#### Instruction
In the forum thread about a string quintet below, for roughly how many years has MarkMcD been an amateur composer?

# String Quintet Dilema



## MarkMcD (Mar 31, 2014)

Hi everyone,

I've been an amateur composer for the last 30 years or so. One of the problems I run into sometimes is that I often like to write something that is heavily influenced by certain other composers and while it is, in these cases, my intention that the piece be "in the style of", it can be very hard to decided, once I've finished it, if it is simply "in the style of" or whether it is plagiarized.

The piece I would like to ask for your help with is obviously "in the style of" Mozart. There is some ornamentation and perhaps some manor of phrasing that Mozart might have used, but when you're writing a piece, you listen to it thousands of times and after a while it gets really hard to tell anymore if it's mine or his!

I would like to submit the piece to a composition competition, and I would really appreciate your help in deciding whether it is original enough to be worth the bother. I know and respect the huge amount of expertise that is collected here on this forum and it is for this reason I would really like to ask for your opinions on this piece.

I know that trying to emulate past styles of music is not everyone's cup of tea, but the reason I love classical music was born in these styles and whilst I do write other forms, I also love to indulge my love for the more romantic styles of old, from time to time. I'm all for the advancement of music, but I never want to forget the past.

Anyway, enough waffle, what do you think? There's a dropbox link below, please have a listen and tell me what you think.

Thanks in advance
Mark

https://www.dropbox.com/s/pga5o9jn5nk2bxw/String Quintet 1.mp3?dl=0


----------



## Lenny (Jul 19, 2016)

I don't know how to answer to your question, just wanted to say I liked your piece.


----------



## MarkMcD (Mar 31, 2014)

Thanks Lenny, I appreciate it


----------



## Torkelburger (Jan 14, 2014)

Is the contest sponsored by a professional music ensemble who is looking for new music to premiere at a concert(s)? Or is it the music composition contest site hosting a contest? The vast majority of professional musicians' call for scores/contests are looking for unique voices and no pastiche. If this is the case you can double check by researching their website for styles of pieces they've premiered/commissioned in the past. You can also send them an email and ask if they accept pastiche of classical styles. This should help keep you from wasting your time. If it's just some generic contest on a website with no restrictions probably with no performance, I'd say go for it.

#### Supplied data
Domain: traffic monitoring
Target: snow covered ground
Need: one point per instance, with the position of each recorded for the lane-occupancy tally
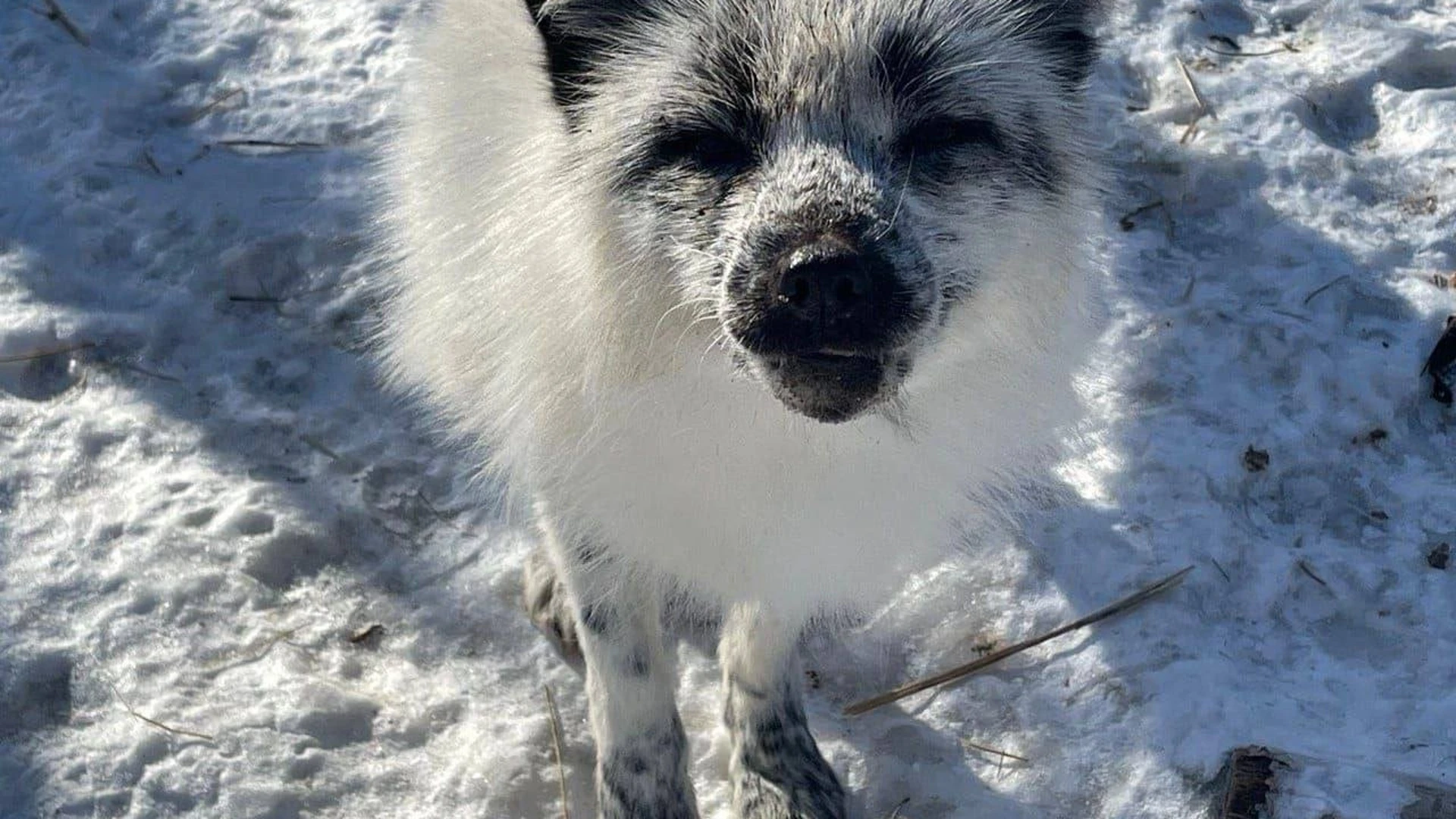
(207, 496)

#### Written reply
About 30 years.